◆ Stated exercise A ◆
Reproduce the part of the forum thread on company ownership tables that opens with the words "I haven’t found" and closes with "suggestions so far.".

◆ Selected extract ◆
══════

The table is not of my doing. It is very difficult (at least for me) to
devise a way to only query the nessecery rows in the table, without
sorting to recursive calls.

In the example above: If given “FooCorp”, all but the last two rows
should be extracted and used in the result. How would you go about doing
that?

I haven’t found a solution yet. This is why I’ve gone and made a
service, that holds all these data in memory (in a hash), to speed up on
things.

BTW: Thanks for all your great suggestions so far.

Carsten

tuktuk · September 15, 2009, 8:11am

On Mon, Sep 14, 2009 at 11:29 PM, Carsten G. [email protected]
wrote:

“BarCorp”, “owns”, “BazCorp”, “45%”
should be extracted and used in the result. How would you go about doing
Posted via http://www.ruby-forum.com/.

As far as retrieving them all in a single query, nested sets would do
this.
There are other hits that you take from using them, though. Changing the
hierarchy, for example, is very expensive (ie company a sells company b
or
purchases company c), and treating it as a recursive structure after you
have it retrieved is quite painful. If you do opt for this solution, I
can
send you my code to give recursive functionality through iteration.
Though I
did change some lines in the plugin itself, to get more flexible use,
but I
think I marked them all.

tuktuk · September 15, 2009, 9:16am

2009/9/15 Carsten G. [email protected]:

Robert K. wrote:

Is your structure strictly hierarchical (i.e. a tree) or do you need to
query part of a graph with cycles? If it is strictly hierarchical there
is a solution that works for all RDBMS and in the latter case there are
solutions for some RDBMS.

Unfortunately it is not strictly hierarchial. It is relations between
companies-companies and companies-persons, that represents shareholders,
parent-/subsidiary companies, etc.

So you do actually allow for loops, i.e. company A owns 10% of company
B which owns 10% of company A.

“BarCorp”, “owns”, “BazCorp”, “45%”
“BasCorp”, “ownedby”, “BarCorp”, “45%”
“QweCorp”, “owns”, “RteCorp”, “20%”
“RteCorp”, “ownedby”, “QweCorp”, “20%”
etc.

The table is not of my doing. It is very difficult (at least for me) to
devise a way to only query the nessecery rows in the table, without
sorting to recursive calls.

══════

◆ Stated exercise B ◆
Extract every line of the rows that contains the string "truck", treating uppercase and lowercase as different.

◆ Given records ◆
══════

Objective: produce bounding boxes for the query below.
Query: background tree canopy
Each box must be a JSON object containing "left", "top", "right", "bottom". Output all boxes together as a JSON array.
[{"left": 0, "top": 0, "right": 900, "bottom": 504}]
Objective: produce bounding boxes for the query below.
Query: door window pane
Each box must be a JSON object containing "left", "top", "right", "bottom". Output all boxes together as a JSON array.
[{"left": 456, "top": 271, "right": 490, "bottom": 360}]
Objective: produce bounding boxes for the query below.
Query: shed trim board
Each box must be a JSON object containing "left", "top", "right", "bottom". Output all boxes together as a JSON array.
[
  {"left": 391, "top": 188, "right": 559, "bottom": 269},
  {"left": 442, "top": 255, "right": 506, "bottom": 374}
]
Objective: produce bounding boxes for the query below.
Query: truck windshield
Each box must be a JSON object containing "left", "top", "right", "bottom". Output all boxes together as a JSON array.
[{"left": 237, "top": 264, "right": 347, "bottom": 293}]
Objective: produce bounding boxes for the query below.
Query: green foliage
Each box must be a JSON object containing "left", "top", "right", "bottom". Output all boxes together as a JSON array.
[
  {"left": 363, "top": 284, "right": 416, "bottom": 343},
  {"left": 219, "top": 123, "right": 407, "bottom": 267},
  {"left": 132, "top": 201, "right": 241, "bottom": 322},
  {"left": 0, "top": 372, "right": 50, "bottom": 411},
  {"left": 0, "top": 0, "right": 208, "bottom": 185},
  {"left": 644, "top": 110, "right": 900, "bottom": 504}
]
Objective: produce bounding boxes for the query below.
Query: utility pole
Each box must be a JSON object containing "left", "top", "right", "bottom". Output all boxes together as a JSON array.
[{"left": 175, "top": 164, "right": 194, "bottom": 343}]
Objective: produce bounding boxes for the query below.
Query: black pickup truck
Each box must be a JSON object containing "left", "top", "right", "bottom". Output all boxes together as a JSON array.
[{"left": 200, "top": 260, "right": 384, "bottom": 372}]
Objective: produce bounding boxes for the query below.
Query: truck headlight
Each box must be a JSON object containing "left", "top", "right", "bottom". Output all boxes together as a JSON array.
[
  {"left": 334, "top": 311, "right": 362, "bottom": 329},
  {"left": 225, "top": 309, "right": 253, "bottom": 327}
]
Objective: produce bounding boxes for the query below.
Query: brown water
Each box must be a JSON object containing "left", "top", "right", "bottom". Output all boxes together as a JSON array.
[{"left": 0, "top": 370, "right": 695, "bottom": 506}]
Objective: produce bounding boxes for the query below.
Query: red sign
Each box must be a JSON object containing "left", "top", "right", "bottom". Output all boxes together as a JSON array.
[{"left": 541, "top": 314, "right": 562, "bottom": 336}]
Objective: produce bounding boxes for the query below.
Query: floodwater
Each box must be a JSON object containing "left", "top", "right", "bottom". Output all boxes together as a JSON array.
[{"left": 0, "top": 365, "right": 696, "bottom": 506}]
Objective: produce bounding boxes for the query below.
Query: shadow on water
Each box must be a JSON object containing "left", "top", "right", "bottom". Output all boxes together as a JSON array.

══════

◆ Correct result A ◆
I haven’t found a solution yet. This is why I’ve gone and made a
service, that holds all these data in memory (in a hash), to speed up on
things.

BTW: Thanks for all your great suggestions so far.

◆ Correct result B ◆
Query: truck windshield
Query: black pickup truck
Query: truck headlight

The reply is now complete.